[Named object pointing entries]

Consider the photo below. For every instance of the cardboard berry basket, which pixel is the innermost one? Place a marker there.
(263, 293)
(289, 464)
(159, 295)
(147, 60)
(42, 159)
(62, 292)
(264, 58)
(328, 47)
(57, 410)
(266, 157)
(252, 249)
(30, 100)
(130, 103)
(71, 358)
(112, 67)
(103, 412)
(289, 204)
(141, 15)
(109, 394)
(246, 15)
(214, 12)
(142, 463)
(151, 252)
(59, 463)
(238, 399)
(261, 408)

TASK GOAL – Rewrite the entries above with "marker" renamed to "dot", leaving every other word and line unchanged.

COMPLETE RESPONSE –
Consider the photo below. For every instance of the cardboard berry basket, which pixel is the innermost one? Place a dot there.
(263, 293)
(289, 464)
(159, 295)
(147, 60)
(42, 159)
(62, 292)
(264, 58)
(328, 47)
(57, 410)
(266, 157)
(252, 249)
(30, 100)
(130, 103)
(71, 358)
(112, 67)
(103, 412)
(289, 204)
(141, 15)
(109, 394)
(246, 15)
(214, 12)
(142, 463)
(151, 252)
(59, 463)
(238, 399)
(261, 408)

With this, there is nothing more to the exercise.